== WHAT IS NEEDED ==
Exactly reproduce all the records, keeping pictures out of the copy.

(Photo-based point labeling data)
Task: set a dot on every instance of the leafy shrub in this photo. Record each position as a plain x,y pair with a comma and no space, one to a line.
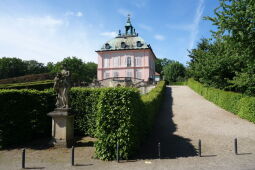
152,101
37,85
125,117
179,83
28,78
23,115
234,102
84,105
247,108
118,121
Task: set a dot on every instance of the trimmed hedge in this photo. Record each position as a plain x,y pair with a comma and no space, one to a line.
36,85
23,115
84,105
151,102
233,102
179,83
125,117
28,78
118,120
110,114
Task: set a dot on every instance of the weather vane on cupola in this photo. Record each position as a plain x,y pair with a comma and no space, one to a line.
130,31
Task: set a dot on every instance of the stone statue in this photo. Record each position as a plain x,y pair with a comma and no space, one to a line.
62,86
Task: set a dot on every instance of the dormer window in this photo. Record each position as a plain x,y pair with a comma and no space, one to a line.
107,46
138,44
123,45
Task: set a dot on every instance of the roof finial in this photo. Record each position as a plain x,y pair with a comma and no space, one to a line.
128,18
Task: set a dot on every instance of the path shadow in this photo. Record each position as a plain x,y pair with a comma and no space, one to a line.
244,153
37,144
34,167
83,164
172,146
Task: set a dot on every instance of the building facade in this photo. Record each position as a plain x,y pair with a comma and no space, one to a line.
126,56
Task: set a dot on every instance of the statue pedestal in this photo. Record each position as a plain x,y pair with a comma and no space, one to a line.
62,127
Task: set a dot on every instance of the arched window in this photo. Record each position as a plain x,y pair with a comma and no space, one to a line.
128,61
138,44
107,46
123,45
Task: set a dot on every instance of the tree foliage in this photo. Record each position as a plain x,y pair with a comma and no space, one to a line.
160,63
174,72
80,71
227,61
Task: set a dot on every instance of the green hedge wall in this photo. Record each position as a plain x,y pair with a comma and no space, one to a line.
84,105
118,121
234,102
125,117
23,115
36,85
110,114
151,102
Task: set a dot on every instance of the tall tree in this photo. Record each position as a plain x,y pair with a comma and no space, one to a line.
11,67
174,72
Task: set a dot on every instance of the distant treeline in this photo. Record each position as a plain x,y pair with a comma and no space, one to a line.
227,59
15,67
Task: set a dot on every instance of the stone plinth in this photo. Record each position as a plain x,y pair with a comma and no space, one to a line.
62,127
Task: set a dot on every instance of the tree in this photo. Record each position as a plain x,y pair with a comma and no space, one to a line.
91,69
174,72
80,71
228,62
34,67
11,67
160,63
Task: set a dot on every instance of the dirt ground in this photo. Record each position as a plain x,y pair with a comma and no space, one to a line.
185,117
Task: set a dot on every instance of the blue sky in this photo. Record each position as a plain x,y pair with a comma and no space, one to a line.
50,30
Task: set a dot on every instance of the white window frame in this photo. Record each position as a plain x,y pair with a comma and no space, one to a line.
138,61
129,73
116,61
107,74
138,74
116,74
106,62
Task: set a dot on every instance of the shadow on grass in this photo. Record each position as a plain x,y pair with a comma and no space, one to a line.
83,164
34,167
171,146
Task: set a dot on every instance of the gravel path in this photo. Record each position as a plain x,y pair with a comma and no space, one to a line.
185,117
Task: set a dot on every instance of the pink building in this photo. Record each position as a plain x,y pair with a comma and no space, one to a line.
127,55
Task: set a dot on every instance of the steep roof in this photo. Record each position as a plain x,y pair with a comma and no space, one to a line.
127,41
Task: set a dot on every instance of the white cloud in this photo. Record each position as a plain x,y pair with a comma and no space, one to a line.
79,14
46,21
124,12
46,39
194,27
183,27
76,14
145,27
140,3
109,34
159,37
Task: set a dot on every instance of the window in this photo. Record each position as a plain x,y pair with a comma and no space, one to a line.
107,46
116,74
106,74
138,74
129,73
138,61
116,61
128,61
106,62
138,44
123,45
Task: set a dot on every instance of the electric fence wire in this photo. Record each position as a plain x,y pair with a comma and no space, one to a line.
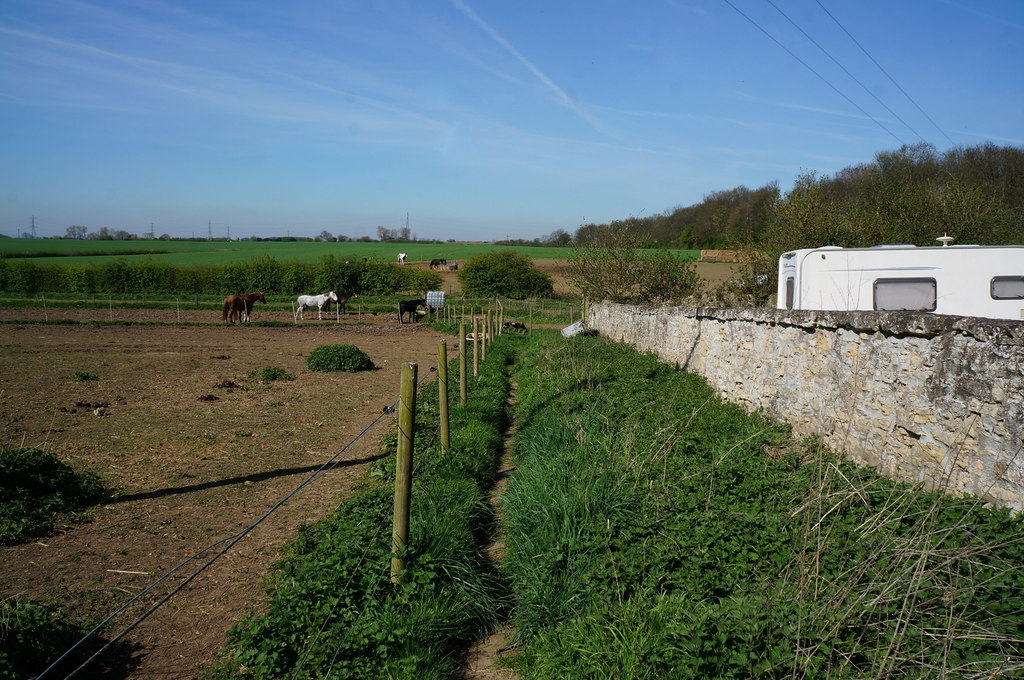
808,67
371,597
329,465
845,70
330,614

== EXERCISE OUTPUT ==
Task: set a dot on every instance of the leafy shrub in this photo. Record each position as a plain x,y pair with a comma and no space, one to a line.
152,101
37,85
125,117
179,83
28,78
23,115
234,102
84,105
247,108
118,121
Task: set a dot on every instance of the trimmed hedge in this photo. Record each position as a plain x,y pair with a comma and no space, one to a line.
36,85
23,115
84,105
151,102
233,102
179,83
125,117
28,78
118,120
110,114
Task: set a dot on every instance of the weather vane on cupola in this photo. Record each position as a plain x,y pair with a comma and no space, one to a line.
130,31
Task: set a dot on every instance of the stone statue in this photo. Record each position as a plain x,y pair with a comma and no space, one to a line.
62,86
Task: set a dot on every instance of the dormer window in this photo. Record each position as a plain x,y pair with a comma and no space, one to a line.
107,46
138,44
123,45
Task: set a dot on every instance of the roof finial in this photo. Record each position as a plain x,y pair with a comma and no space, one to a line.
128,18
Task: set a dot on every instance of the path shadow in this photo. Record each position as a plain x,y pair with a comma and no space, one to a line.
244,153
37,144
34,167
83,164
172,146
Task: set a dot on every instance of the building facade in this photo. Record each position as a plain x,y pair with a comma and no space, one to a line.
126,56
Task: set a dot on every instance of the statue pedestal in this photo. Record each position as a plain x,y pair with a comma and no space, one to a line.
62,127
Task: set a dot on every instance of the arched window in this photo. Record each position as a plain x,y pair with a comma and no space, one to a line.
128,61
138,44
107,46
123,45
Task: set a dot on every instance of the tree foliage in this photo. Record each position as a plain x,y pair with a comma and no space, one to a line.
160,63
174,72
80,71
227,61
Task: set a dot on every instance of the green hedge wall in this photo. Record each position as a plain x,y pair with a comma and no space, one to a line.
84,105
118,121
234,102
125,117
23,115
36,85
110,114
151,102
Task: set a dot on every instance of the tall tree in this photo. Record each position as a plain x,y pair with a comma and no space, one to a line.
11,67
174,72
Task: set a dot on every instance of the distant treeline in this photo. Record each position as a plain x,y pair with a comma and no space, one to a line.
227,59
15,67
Task: set a dot on every instance of the stone plinth in this photo. Record each position as a plain x,y pair with a comma and no space, one to a line.
62,127
Task: set a dot on every instance of the tree in this photo. Record each position as a plain x,y pair with a comma and no space, one to a line.
91,69
174,72
80,71
228,62
34,67
11,67
160,63
Task: set a dot on every instance of the dirt ground in this photo. Record each position as a plain x,y pair with a comma and no space, one to a line.
185,117
Task: set a dot on every instance of the blue sky in this photo. Record each position as a plain x,y pair with a comma and no space, one to a line.
50,30
Task: set a dot on every instance of the white window frame in this photo. Record each position as a plain x,y pair with a comma and no space, one to a line.
138,61
129,73
116,61
107,74
138,74
116,74
106,62
Task: set a dot on every instance of the shadow on grass in this photo. Record each position as a plain x,y pair with a comma and no space, one to a line.
83,164
34,167
171,146
Task: set a dot on every instance of the gravel path in this photo. Record each position as a plain x,y pair with a comma and no space, one to a line.
185,117
Task: set a dot on every instance of the pink building in this photo. Record each position as a plain x,y pair with a comma and no space, one to a line.
127,55
Task: set a dot on every instance of the steep roof in this photo. Record each position as a plain x,y pair with a comma and no space, one to a line.
127,41
Task: set a dot on every instance of the white cloud in this photo. Record each position as a plain x,y pair with a comma and no space, one to a line.
79,14
46,21
124,12
46,39
194,27
183,27
76,14
145,27
140,3
109,34
159,37
Task: set a dot on every instance of the window in this photo. Record each position as a plain x,y pair with a comma and no space, one to a line.
107,46
116,74
106,74
138,74
129,73
138,61
116,61
128,61
106,62
138,44
123,45
Task: set a dot on every instance of the electric fence wire in this photo. Record each position as a plain x,y pair with a comma and no space, one to a line.
808,67
371,597
329,465
845,70
330,614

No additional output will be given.